Problem details
Start at the line containing "of the reflection" and transcribe every line exactly through the end of the records below, and only those lines.

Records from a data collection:

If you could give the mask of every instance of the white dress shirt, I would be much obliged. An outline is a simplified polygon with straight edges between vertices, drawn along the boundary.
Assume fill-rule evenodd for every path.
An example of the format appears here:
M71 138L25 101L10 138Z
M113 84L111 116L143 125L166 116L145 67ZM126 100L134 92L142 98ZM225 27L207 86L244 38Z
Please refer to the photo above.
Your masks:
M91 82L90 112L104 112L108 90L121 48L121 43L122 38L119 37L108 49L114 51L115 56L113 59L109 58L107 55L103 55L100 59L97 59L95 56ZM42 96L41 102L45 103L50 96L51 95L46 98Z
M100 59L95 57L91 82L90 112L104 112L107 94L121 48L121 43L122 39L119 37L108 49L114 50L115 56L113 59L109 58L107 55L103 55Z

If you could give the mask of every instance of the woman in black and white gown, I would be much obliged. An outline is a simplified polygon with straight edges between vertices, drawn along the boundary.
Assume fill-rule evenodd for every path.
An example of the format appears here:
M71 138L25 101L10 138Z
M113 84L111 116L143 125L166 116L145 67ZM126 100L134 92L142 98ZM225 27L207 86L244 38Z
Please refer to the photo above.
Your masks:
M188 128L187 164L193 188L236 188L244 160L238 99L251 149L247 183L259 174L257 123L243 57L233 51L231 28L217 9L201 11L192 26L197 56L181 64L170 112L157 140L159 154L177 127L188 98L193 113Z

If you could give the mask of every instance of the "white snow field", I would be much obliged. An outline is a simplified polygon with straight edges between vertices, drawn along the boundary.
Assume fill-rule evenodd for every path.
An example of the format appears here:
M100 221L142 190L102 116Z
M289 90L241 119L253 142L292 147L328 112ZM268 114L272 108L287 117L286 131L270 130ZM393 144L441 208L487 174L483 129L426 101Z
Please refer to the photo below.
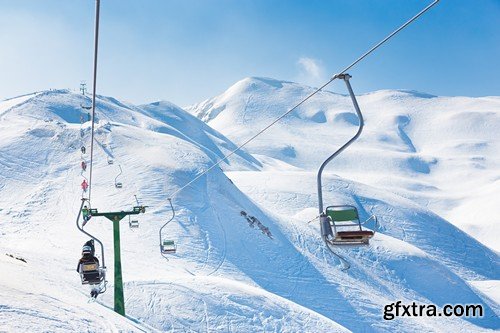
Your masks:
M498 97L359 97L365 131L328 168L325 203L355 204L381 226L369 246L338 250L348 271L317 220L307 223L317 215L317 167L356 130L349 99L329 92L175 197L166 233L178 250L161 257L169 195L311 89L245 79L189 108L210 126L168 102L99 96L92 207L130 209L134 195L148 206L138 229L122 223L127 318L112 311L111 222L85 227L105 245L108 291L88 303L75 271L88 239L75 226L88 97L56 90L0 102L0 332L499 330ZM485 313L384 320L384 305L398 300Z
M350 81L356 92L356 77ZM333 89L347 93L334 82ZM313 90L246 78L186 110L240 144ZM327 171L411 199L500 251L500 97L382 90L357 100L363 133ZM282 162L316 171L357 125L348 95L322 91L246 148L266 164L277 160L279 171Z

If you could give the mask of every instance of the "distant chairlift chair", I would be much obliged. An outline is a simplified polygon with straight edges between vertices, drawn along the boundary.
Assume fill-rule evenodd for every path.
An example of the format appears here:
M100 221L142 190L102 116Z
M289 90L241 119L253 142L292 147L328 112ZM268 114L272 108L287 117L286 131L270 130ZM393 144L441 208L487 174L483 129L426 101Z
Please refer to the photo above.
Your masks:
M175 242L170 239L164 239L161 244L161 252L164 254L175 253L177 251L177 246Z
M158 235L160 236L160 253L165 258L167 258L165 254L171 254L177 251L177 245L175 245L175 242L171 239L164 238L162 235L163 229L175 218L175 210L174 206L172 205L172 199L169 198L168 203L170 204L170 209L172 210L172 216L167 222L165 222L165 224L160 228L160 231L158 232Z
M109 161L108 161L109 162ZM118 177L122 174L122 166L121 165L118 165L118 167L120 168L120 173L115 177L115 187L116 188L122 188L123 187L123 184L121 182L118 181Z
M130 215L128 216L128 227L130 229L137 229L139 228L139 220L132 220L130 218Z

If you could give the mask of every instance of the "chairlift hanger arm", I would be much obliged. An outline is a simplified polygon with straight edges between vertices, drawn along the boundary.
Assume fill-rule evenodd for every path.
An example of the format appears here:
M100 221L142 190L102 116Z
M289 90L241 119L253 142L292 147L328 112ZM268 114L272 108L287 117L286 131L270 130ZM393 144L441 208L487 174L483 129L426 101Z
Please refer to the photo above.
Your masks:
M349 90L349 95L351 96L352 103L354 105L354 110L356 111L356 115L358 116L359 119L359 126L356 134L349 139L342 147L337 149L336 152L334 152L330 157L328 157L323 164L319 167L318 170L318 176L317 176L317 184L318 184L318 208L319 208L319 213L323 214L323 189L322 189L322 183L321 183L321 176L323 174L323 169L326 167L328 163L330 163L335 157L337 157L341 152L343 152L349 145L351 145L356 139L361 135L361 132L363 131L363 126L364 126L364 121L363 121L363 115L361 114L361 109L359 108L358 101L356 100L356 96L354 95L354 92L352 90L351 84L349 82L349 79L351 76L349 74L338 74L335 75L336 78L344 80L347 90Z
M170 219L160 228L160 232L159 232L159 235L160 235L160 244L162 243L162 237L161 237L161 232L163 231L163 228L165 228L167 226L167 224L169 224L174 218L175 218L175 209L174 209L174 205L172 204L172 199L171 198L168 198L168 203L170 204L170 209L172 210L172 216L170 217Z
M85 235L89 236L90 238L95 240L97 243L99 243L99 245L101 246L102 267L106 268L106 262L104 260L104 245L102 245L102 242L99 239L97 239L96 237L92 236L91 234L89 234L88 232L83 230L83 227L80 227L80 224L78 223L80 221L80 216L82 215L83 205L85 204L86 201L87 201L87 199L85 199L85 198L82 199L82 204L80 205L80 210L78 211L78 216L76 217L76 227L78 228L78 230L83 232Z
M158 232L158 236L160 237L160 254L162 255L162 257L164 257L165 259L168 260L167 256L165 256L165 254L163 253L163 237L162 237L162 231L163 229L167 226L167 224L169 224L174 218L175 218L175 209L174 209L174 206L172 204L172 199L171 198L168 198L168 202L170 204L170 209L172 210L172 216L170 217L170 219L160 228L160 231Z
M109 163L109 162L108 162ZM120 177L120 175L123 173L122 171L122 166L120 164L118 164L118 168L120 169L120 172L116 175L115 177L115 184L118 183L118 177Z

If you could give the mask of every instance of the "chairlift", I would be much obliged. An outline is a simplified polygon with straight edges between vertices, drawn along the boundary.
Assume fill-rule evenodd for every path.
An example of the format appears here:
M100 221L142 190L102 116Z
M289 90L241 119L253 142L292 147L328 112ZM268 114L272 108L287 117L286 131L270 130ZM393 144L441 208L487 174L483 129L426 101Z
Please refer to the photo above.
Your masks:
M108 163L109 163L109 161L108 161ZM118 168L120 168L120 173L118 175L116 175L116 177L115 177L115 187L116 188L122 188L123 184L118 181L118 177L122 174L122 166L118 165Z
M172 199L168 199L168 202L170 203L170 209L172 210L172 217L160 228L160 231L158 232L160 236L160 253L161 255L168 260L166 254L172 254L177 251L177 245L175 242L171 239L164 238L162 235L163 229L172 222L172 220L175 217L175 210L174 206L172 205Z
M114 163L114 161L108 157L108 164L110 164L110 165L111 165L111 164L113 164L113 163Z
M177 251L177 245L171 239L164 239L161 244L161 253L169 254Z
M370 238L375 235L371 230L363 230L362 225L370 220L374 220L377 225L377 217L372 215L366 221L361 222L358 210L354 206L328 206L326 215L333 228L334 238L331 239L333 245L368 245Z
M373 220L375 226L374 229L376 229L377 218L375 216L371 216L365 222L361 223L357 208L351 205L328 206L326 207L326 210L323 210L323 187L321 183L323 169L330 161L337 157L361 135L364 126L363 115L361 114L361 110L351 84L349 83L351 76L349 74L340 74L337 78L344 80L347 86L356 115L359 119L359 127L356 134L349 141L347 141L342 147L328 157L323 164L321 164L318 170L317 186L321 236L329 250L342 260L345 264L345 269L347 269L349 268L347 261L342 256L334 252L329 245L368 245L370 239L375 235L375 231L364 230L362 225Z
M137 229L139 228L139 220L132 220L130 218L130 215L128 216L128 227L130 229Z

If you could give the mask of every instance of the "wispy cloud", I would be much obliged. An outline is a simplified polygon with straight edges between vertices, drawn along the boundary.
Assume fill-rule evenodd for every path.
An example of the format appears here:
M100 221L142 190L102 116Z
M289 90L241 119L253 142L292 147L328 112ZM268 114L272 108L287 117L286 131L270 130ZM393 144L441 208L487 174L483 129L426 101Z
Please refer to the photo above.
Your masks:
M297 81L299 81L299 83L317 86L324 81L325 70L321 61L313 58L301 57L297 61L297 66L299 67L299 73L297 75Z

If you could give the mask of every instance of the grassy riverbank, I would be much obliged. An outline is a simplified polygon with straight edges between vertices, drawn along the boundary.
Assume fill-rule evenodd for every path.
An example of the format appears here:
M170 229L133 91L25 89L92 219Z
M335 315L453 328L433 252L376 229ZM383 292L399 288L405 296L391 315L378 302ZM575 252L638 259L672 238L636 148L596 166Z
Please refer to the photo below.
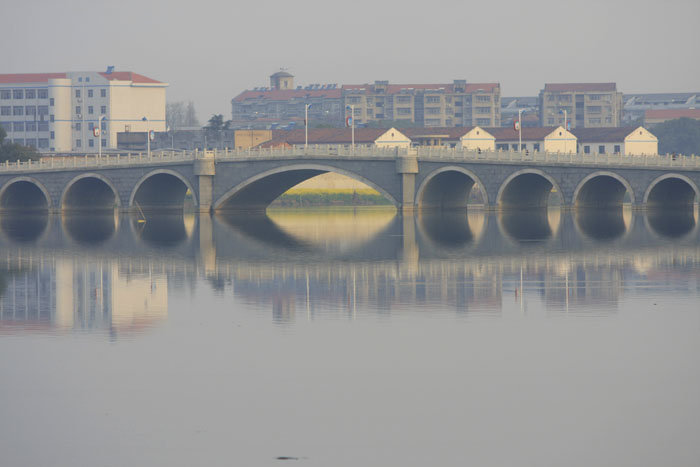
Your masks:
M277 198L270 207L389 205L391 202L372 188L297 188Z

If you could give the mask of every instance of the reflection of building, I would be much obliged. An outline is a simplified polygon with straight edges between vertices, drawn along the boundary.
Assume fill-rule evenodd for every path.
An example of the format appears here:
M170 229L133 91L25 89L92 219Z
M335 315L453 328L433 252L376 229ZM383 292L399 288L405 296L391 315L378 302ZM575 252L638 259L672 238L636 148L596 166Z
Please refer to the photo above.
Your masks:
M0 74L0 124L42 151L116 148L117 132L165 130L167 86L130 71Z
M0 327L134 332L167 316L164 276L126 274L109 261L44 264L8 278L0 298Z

Response for this exercise
If you could give the mask of every instance of the reflection of building, I would be much obliged. An outline is a simplified polygon with straight edges between vertices, drawn along the boundary.
Assume fill-rule evenodd for every path.
An example of the format appears here:
M170 229L133 91L25 89L92 219Z
M335 315L453 328L433 252L376 229ZM383 292L399 288L405 296L391 315L378 302ZM575 252L638 259L672 238L636 148L596 166Z
Please refer to the photo above.
Your masks:
M0 74L0 124L42 151L116 148L117 132L165 130L167 86L130 71Z
M0 327L134 332L167 316L164 276L126 274L109 261L44 264L8 278L0 298Z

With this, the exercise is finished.